In the page excerpt about fear of surgery, who is described as really responsible for keeping you safe during an operation?

Page excerpt:
* * *

The Doctor and Hospital
When you go to the hospital or outpatient center, you are putting your life in the hands of total strangers. Most of the time, your doctor is merely an acquaintance. The doctor may have a great reputation as a surgeon but for most of us, we only meet our surgeon a few weeks before we literally put our lives into their hands.
Hospitals are scary for most people in general. Once you get past the lobby you enter a cold environment with concrete walls and tile floors, the smell of disinfectant is everywhere and most of the patients and visitors you see don’t seem happy to be there.
At the start of surgery you’re about to be unconscious, or at least heavily sedated. You are giving up all control over the situation. Your family is out of sight. People in masks are moving you around, wires and tubes are being connected to you and monitors are beeping. You are totally helpless while at the same time trusting strangers to keep you safe.
If you have a general fear of doctors or even needles to begin with, going through an invasive medical procedure is far more intense and fear inducing than visiting a doctor or getting shot. Something traumatic is about to happen to your body and you want to do everything you can to not let it happen!
3 Strategies to Overcome Tomophobia
Do you really have tomophobia? Sometimes we like to self-diagnose and what could be a simple, rational fear of the unknown circumstances around an upcoming medical procedure suddenly becomes a self-diagnosed disorder. If you have a general practitioner, talk with them about your fear. They’ll be able to help you determine if you need to be evaluated for a real tomophobia diagnosis.
Turn Your Fear into a Challenge to Overcome
Talk to your surgeon about your fears. What about the procedure is really bothering you? Your anxiety may diminish if you trust the doctor performing the procedure and if you trust the procedure itself. Talk to other people who have had the same procedure—even if by a different doctor—and get different perspectives from their experiences.
If you can, make an appointment to talk with your anesthesiologist before your surgery. This is the person who is really responsible for keeping you safe during the operation. Share your fears with them and they’ll be able to give you honest answers about what they can do to help. Their job is to keep you alive and your anxiety related high-blood pressure only makes their job harder! (3)
Meditation, Yoga and Calmness
Mindfulness Mediation and yoga are also common in the treatment of tomophobia. Mindfulness Mediation directs your brain to focus on something like your breathing instead of your fear. Yoga focuses your thoughts on the poses, breathing and helps with basic mediation. Both of these methods direct your mind away from your fears and toward things that bring you calmness. (4)
Advanced Treatment Options
If those methods don’t work and you are formally diagnosed with tomophobia, there are medical treatment options available. Cognitive Behavior Therapy (CBT) with a licensed therapist allows you to discover what parts of the surgery process are causing you anxiety. You’ll work through those feelings and learn to overcome them.
Exposure Therapy is another method that gives you a chance to witness an actual surgery, usually starting with pictures and working up to videos. Recognizing the parts of the surgery that scare you enables you to overcome those fears.
And if these methods don’t get the desired results, medication may be another option. Speak to a licensed mental health practitioner or your doctor for the options available to you or you can take advantage of online therapy.

* * *

Records shown:

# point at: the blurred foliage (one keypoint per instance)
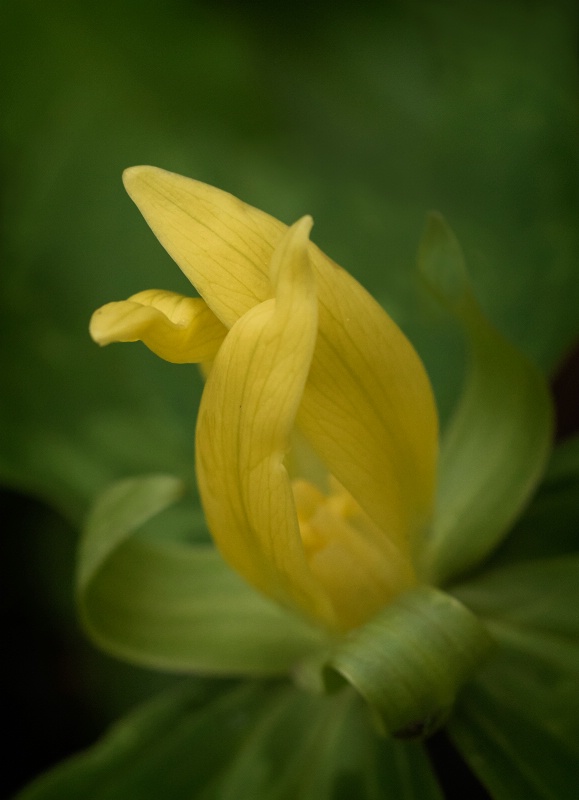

* * *

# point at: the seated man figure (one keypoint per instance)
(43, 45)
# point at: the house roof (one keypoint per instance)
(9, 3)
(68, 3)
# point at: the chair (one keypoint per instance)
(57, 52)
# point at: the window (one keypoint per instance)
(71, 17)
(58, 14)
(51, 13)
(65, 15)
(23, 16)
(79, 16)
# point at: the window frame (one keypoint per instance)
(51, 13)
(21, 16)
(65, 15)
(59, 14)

* * *

Expected answer: The anesthesiologist.